▸ THE EXERCISE
Determine how many lines in the listing below contain the word "purple", counting only case-sensitive matches, and give that number alone.

▸ EXCERPTED RECORDS
####################

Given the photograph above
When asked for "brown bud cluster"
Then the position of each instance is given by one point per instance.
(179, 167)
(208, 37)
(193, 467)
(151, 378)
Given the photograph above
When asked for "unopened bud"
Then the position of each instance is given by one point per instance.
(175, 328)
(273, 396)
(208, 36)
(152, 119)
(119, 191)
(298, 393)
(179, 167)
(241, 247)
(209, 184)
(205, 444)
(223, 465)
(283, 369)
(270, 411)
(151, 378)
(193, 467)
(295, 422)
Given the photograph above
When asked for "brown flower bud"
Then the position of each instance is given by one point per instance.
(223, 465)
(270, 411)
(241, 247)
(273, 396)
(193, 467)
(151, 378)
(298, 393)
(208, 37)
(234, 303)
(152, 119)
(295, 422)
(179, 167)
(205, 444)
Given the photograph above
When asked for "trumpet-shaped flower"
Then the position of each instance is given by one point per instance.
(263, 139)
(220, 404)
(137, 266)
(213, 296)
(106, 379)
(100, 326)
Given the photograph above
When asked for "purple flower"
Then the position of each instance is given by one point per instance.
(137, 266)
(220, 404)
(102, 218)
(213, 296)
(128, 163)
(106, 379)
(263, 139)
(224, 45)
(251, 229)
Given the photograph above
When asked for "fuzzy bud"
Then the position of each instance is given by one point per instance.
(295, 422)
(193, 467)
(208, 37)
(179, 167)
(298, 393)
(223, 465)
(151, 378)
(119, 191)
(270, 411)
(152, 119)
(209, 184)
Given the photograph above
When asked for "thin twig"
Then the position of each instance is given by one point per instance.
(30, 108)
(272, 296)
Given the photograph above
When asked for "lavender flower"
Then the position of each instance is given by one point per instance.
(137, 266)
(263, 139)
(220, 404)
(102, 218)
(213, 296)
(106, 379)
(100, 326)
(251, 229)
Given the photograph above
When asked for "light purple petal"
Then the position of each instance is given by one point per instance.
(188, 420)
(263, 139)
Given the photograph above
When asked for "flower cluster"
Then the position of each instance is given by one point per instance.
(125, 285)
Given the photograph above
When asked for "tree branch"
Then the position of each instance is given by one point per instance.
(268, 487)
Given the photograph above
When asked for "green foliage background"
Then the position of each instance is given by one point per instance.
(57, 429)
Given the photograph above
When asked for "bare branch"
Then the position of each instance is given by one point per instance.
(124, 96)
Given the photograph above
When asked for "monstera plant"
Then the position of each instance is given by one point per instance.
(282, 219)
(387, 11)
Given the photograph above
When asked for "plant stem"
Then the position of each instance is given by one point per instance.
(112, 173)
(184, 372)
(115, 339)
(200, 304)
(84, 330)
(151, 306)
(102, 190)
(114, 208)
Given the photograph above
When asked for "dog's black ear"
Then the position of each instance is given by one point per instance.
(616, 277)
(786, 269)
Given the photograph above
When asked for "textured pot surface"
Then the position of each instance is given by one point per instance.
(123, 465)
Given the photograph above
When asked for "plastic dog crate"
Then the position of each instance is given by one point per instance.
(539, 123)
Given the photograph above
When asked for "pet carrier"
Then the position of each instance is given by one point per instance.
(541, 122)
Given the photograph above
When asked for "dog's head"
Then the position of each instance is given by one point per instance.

####################

▸ SOLUTION
2